- _Records from a collection_
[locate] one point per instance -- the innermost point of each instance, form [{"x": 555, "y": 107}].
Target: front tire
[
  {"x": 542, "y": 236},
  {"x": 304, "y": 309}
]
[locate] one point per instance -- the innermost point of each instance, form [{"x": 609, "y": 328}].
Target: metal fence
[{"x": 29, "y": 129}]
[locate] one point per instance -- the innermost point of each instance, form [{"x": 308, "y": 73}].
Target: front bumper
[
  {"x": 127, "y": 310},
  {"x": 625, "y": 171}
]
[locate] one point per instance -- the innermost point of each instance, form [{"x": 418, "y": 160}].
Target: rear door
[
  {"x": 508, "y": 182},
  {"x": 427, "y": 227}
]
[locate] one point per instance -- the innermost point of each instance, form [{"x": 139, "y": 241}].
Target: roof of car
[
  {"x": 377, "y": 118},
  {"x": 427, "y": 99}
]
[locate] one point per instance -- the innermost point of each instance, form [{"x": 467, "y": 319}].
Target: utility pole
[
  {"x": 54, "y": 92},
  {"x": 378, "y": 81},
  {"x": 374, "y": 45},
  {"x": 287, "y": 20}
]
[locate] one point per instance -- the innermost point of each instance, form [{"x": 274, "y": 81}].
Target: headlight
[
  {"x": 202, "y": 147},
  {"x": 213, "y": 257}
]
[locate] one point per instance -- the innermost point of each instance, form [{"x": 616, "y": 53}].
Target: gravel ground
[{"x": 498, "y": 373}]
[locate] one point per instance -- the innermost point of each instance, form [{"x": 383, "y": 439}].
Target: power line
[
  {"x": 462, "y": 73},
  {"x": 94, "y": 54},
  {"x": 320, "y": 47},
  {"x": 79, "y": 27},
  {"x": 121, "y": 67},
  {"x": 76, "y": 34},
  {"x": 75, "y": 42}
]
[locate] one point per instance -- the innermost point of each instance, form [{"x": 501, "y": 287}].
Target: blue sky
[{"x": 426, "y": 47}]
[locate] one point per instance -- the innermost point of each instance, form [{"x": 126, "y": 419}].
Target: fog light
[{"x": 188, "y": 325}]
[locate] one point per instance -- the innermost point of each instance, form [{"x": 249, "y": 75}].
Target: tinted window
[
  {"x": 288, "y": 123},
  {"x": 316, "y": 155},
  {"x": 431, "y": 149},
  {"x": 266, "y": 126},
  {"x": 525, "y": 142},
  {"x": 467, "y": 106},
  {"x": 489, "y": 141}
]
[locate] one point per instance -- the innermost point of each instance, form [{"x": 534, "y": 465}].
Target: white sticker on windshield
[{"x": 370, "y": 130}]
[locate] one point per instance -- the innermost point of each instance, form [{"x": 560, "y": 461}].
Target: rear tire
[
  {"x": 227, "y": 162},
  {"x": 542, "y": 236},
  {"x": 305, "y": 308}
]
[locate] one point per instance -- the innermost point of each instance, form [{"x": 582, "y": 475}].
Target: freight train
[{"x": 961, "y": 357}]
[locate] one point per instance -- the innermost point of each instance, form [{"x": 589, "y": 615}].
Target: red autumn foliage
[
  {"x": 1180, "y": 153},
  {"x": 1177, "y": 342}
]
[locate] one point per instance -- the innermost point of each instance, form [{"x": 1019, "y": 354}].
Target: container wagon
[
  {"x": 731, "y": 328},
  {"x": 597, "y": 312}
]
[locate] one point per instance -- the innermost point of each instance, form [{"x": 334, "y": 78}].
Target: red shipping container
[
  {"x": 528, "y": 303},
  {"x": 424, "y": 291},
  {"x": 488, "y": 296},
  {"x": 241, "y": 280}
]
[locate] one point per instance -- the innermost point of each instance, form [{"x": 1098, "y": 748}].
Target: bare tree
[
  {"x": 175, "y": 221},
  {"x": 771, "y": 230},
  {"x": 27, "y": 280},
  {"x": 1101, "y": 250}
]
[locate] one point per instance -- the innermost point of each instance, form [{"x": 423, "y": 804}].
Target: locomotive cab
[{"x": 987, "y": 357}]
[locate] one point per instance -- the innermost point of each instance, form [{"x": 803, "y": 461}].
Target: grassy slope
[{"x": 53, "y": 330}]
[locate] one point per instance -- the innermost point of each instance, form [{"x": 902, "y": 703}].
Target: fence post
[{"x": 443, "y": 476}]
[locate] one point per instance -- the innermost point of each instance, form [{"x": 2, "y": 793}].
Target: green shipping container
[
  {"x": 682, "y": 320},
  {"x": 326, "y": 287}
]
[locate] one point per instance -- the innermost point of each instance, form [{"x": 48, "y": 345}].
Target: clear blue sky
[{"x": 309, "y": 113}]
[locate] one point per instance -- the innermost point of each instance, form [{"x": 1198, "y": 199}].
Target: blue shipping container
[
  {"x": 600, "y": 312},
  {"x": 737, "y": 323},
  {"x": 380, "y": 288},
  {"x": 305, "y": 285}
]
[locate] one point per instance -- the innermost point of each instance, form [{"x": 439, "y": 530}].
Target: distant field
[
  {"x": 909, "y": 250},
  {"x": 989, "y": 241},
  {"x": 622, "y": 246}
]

- _Work to complete_
Each entry above needs to be returned exactly as written.

- _Answer box_
[locate] one point per instance -- the innermost point of each instance, form [{"x": 555, "y": 107}].
Target: front tire
[
  {"x": 542, "y": 236},
  {"x": 304, "y": 309}
]
[locate] one point per instance -- the innermost point of each instance, form [{"x": 609, "y": 328}].
Target: metal fence
[{"x": 29, "y": 129}]
[locate] one point per instance -- the innermost point of each instance, form [{"x": 308, "y": 73}].
Target: front bumper
[
  {"x": 127, "y": 310},
  {"x": 625, "y": 171}
]
[locate] one point per instance -- the innermost point of each instance, form [{"x": 418, "y": 160}].
Target: rear door
[
  {"x": 508, "y": 182},
  {"x": 427, "y": 227}
]
[locate] one point per instance -- the innermost point of each instance, form [{"x": 139, "y": 241}].
Target: roof of car
[
  {"x": 377, "y": 118},
  {"x": 427, "y": 99}
]
[locate] one point per instance -- the innermost point of each instance, form [{"x": 467, "y": 319}].
Target: utility pole
[
  {"x": 54, "y": 92},
  {"x": 378, "y": 81},
  {"x": 374, "y": 45},
  {"x": 287, "y": 20}
]
[locate] one point per instance -- the innermost point of each instance, form [{"x": 274, "y": 81}].
Target: headlight
[
  {"x": 202, "y": 147},
  {"x": 213, "y": 257}
]
[locate] one point per instance -- the innermost point of each instance, form [{"x": 616, "y": 53}].
Target: gravel ground
[{"x": 498, "y": 373}]
[locate] one point per instance -- the innermost point of each instance, form [{"x": 383, "y": 439}].
Target: power line
[
  {"x": 462, "y": 73},
  {"x": 94, "y": 54},
  {"x": 320, "y": 47},
  {"x": 79, "y": 27},
  {"x": 121, "y": 67},
  {"x": 76, "y": 34},
  {"x": 75, "y": 42}
]
[locate] one point per instance -- the innermost point of each instance, form [{"x": 501, "y": 287}].
Target: blue sky
[{"x": 426, "y": 47}]
[locate] one point per instance -- the innermost point of each instance, form [{"x": 126, "y": 419}].
Target: fog light
[{"x": 188, "y": 325}]
[locate] one point per instance -- the innermost point of each instance, form [{"x": 249, "y": 75}].
Target: tinted window
[
  {"x": 288, "y": 123},
  {"x": 316, "y": 155},
  {"x": 431, "y": 149},
  {"x": 266, "y": 126},
  {"x": 525, "y": 142},
  {"x": 467, "y": 106},
  {"x": 489, "y": 141}
]
[locate] one point per instance -- the innermost point of each instance, form [{"x": 534, "y": 465}].
Target: white sticker on windshield
[{"x": 370, "y": 130}]
[locate] one point per instance -- the innermost point of each instance, form [{"x": 560, "y": 461}].
Target: rear tire
[
  {"x": 227, "y": 162},
  {"x": 542, "y": 236},
  {"x": 305, "y": 308}
]
[locate] one point per instance -- the innermost point of each instance, form [{"x": 582, "y": 475}].
Target: freight train
[{"x": 961, "y": 357}]
[locate] one point per instance -- the innermost point of each instance, form [{"x": 589, "y": 615}].
Target: red autumn foliage
[
  {"x": 1180, "y": 153},
  {"x": 1177, "y": 342}
]
[locate] one point per instance -- the innermost point of each instance, form [{"x": 1019, "y": 354}].
Target: container wagon
[
  {"x": 731, "y": 328},
  {"x": 597, "y": 312}
]
[locate] one point per instance -- the innermost point of each instance, form [{"x": 334, "y": 78}].
Target: red shipping container
[
  {"x": 528, "y": 303},
  {"x": 424, "y": 291},
  {"x": 488, "y": 296},
  {"x": 241, "y": 280}
]
[locate] one point per instance -- the innermost point of each instance, form [{"x": 1098, "y": 748}].
Target: bare tree
[
  {"x": 175, "y": 221},
  {"x": 771, "y": 230},
  {"x": 27, "y": 280},
  {"x": 1101, "y": 250}
]
[locate] one point per instance -- the innermost point of each instance, form [{"x": 423, "y": 804}].
Target: locomotive cab
[{"x": 987, "y": 357}]
[locate] one point per instance -- the innermost point of each instance, form [{"x": 803, "y": 461}].
Target: grassy slope
[{"x": 53, "y": 330}]
[locate] one point per instance -- the innermost point of each instance, form [{"x": 902, "y": 703}].
Target: fence post
[{"x": 443, "y": 476}]
[locate] one point per instance -- the innermost point of each instance, form [{"x": 2, "y": 793}].
Target: green shipping container
[
  {"x": 682, "y": 320},
  {"x": 326, "y": 287}
]
[locate] one point per instance -- the innermost point of each instance, form [{"x": 48, "y": 345}].
Target: clear blue sky
[{"x": 309, "y": 113}]
[locate] one point per instance -- the innermost point of each instance, form [{"x": 1198, "y": 199}].
Target: blue shipping container
[
  {"x": 600, "y": 312},
  {"x": 737, "y": 323},
  {"x": 380, "y": 288},
  {"x": 305, "y": 285}
]
[locate] one point per instance -- the innermost point of each instance, form [{"x": 439, "y": 530}].
Target: distant field
[
  {"x": 909, "y": 250},
  {"x": 989, "y": 241},
  {"x": 622, "y": 246}
]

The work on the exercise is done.